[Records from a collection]

= Beginning of Section =

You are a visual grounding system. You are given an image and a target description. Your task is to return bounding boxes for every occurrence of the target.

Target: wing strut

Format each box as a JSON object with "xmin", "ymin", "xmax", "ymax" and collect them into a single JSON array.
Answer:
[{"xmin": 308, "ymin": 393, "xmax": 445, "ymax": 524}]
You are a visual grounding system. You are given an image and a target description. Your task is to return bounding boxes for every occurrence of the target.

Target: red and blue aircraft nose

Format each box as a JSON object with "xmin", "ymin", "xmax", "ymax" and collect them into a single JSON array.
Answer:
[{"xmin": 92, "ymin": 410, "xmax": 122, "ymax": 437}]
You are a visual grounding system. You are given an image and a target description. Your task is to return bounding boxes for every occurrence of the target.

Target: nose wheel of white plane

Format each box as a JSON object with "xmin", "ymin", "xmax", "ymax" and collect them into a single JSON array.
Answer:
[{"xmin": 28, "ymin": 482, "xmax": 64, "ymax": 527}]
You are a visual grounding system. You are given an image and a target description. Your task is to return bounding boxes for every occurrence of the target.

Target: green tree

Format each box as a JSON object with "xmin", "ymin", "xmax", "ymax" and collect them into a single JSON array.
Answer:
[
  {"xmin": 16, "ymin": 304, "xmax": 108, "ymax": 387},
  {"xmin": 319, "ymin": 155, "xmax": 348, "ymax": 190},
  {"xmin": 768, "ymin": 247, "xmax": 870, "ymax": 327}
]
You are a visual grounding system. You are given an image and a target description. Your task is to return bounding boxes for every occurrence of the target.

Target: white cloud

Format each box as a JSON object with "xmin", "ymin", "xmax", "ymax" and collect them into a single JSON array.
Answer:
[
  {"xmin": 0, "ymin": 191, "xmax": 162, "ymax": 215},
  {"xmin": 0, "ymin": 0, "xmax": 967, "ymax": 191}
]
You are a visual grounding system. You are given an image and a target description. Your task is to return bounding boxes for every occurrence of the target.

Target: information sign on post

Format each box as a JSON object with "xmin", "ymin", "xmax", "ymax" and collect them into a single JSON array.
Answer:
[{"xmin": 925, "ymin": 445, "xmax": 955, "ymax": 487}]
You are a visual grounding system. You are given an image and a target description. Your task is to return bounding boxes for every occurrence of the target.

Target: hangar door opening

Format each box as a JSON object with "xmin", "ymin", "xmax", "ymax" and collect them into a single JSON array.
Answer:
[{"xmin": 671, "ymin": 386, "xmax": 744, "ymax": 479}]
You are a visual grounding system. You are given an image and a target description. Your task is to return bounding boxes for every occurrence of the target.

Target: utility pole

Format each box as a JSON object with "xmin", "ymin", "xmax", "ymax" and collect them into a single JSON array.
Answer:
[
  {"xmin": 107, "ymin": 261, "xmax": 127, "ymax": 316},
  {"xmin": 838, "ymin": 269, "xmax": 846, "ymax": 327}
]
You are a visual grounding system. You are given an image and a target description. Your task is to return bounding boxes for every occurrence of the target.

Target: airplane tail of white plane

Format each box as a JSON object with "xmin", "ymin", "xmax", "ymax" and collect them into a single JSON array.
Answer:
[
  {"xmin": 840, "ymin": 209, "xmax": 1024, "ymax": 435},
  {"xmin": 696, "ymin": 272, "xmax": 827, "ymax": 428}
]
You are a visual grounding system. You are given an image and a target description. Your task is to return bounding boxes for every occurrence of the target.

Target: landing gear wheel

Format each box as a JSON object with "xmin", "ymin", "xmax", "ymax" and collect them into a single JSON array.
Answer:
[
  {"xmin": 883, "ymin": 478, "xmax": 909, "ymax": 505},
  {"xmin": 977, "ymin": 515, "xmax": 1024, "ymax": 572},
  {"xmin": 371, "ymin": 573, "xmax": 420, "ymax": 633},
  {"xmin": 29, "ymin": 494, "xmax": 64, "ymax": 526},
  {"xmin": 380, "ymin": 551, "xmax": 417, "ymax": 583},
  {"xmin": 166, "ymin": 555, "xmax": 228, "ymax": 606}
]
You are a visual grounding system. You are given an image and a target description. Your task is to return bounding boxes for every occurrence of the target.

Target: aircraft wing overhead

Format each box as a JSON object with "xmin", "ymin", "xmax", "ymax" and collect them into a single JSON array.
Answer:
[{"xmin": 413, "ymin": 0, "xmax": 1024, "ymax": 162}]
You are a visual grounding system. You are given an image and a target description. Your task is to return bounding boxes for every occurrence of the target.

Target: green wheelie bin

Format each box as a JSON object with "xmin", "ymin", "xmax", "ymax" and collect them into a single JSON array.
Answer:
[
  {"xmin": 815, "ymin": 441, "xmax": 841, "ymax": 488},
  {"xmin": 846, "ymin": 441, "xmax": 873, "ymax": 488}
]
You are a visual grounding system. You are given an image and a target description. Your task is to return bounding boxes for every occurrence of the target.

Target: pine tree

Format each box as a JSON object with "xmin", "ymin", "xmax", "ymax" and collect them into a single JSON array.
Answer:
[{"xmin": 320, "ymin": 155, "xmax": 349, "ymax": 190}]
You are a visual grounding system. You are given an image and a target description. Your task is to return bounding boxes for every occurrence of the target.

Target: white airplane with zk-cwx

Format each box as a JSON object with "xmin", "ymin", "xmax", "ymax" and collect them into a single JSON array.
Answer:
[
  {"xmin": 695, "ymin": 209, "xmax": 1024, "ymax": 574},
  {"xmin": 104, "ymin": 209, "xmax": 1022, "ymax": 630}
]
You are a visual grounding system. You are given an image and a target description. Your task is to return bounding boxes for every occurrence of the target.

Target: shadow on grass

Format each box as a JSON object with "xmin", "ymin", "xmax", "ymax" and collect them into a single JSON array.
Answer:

= End of Section =

Your assignment => The entries above are to be copied word for word.

Solved problem =>
You are a visual grounding system. You are given an image and a target description. Your task is to return bounding boxes for every occurrence of the target.

Target: wing strut

Format each box as a JSON object with "xmin", "ymin", "xmax", "ymax" and collect them into a single JSON array.
Answer:
[{"xmin": 308, "ymin": 393, "xmax": 445, "ymax": 524}]
You are a visual grounding system. You are given an image and a target description. Your task is to return bounding boxes for every occurrence of the target.

Target: red and blue aircraft nose

Format each box as a JSON object with "xmin", "ymin", "xmax", "ymax" and collect them into a single JSON array.
Answer:
[{"xmin": 92, "ymin": 410, "xmax": 122, "ymax": 437}]
You are a visual grounding system. You are given an image and a target description. Your task is to return bounding boxes for every occurrence of the target.

Target: nose wheel of white plane

Format each box as a JSON object with "xmin", "ymin", "xmax", "ymax" and collect them into a single JSON array.
Answer:
[{"xmin": 28, "ymin": 482, "xmax": 64, "ymax": 527}]
You are a visual grounding system. You are given an image and a target description. Your task is to return bounding boxes for every occurrence of the target.

Target: green tree

Format each box as a JSON object with "xmin", "ymin", "xmax", "ymax" and collect them into a single JSON array.
Answer:
[
  {"xmin": 16, "ymin": 304, "xmax": 108, "ymax": 387},
  {"xmin": 319, "ymin": 155, "xmax": 348, "ymax": 190},
  {"xmin": 768, "ymin": 247, "xmax": 870, "ymax": 327}
]
You are a visual grounding system. You are given an image and a target description. Your task is to return bounding boxes for every occurrence of the target.

Target: white cloud

Format each box as a JSON object with "xmin", "ymin", "xmax", "ymax" and collect them into a single JSON array.
Answer:
[
  {"xmin": 0, "ymin": 191, "xmax": 162, "ymax": 215},
  {"xmin": 0, "ymin": 0, "xmax": 967, "ymax": 191}
]
You are a visual grounding system. You are given an image and a target description. Your task is to return bounding boxes for every occurrence of the target.

Target: information sign on post

Format each box as a JSON object with "xmin", "ymin", "xmax", "ymax" and collect them into a single JSON array.
Answer:
[{"xmin": 925, "ymin": 445, "xmax": 955, "ymax": 487}]
You are a visual grounding system. You are given an image and a target description. Your task is to return bounding boxes for every occurrence of the target.

Target: hangar door opening

Format each box as a JSON object with "xmin", "ymin", "xmax", "ymax" and collect them into a single JSON array.
Answer:
[{"xmin": 671, "ymin": 386, "xmax": 744, "ymax": 479}]
You are a visual grounding system. You are given an image and a target description. Your task is to return bounding boxes for every occurrence of the target.

Target: utility pole

Format each box as a JSON object with "xmin", "ymin", "xmax", "ymax" and collect them into a single JSON array.
Answer:
[
  {"xmin": 107, "ymin": 261, "xmax": 127, "ymax": 316},
  {"xmin": 838, "ymin": 269, "xmax": 846, "ymax": 327}
]
You are a visual grounding system. You are given an image and a target description. Your task is to return bounding boxes for every occurrence of the target.

Target: airplane tail of white plane

Format each box as a JSON object with "xmin", "ymin", "xmax", "ymax" and collect them into a single JSON array.
Answer:
[
  {"xmin": 840, "ymin": 209, "xmax": 1024, "ymax": 435},
  {"xmin": 696, "ymin": 272, "xmax": 827, "ymax": 428}
]
You are a visual grounding system. You are given an image and a target description. Your task is to return bounding boxes for every occurrence of the target.

Target: landing gear wheel

Format each box as a JSON object with "xmin", "ymin", "xmax", "ymax" and collect them into a single JSON array.
Answer:
[
  {"xmin": 883, "ymin": 478, "xmax": 909, "ymax": 505},
  {"xmin": 977, "ymin": 515, "xmax": 1024, "ymax": 572},
  {"xmin": 371, "ymin": 573, "xmax": 420, "ymax": 633},
  {"xmin": 29, "ymin": 494, "xmax": 64, "ymax": 526},
  {"xmin": 380, "ymin": 551, "xmax": 417, "ymax": 583},
  {"xmin": 166, "ymin": 555, "xmax": 228, "ymax": 606}
]
You are a visual grounding system. You are given an image and a target description. Your task is to return bounding boxes for every occurrence of the target.

Target: aircraft wing overhead

Format each box as a JSON object with "xmin", "ymin", "xmax", "ymax" and collect them into a single JSON array.
Answer:
[{"xmin": 413, "ymin": 0, "xmax": 1024, "ymax": 162}]
You are a visual grounding system. You are given an image and a target description. Your task is to return bounding boxes for every occurrence of the target.

Target: green wheelie bin

Format each box as a JSON object with "xmin", "ymin", "xmax", "ymax" and collect them into a single JSON array.
Answer:
[
  {"xmin": 815, "ymin": 441, "xmax": 841, "ymax": 488},
  {"xmin": 846, "ymin": 441, "xmax": 873, "ymax": 488}
]
You are a visual grounding system. You are given an image and a target description. Your task is to return bounding boxes for every occurrence of the target.

Target: pine tree

Format each box as a JSON object with "xmin", "ymin", "xmax", "ymax" and collect them into a single JSON array.
Answer:
[{"xmin": 320, "ymin": 155, "xmax": 349, "ymax": 190}]
You are a visual grounding system. You are given an image and a target description. Your task is to return bounding boxes for every occurrence of the target.

Target: white airplane with zk-cwx

Format each box as a JSON object with "xmin", "ymin", "xmax", "ymax" and collect them into a single JSON array.
Answer:
[
  {"xmin": 695, "ymin": 209, "xmax": 1024, "ymax": 574},
  {"xmin": 104, "ymin": 209, "xmax": 1022, "ymax": 630}
]
You are a visual grounding system. You are given an image and a target description. Your task is to return bounding boxes for every occurrence of the target.

Target: shadow on grass

Format each box as a JSON object with "xmin", "ymin", "xmax", "ymax" and collect them into a single JSON array.
Answer:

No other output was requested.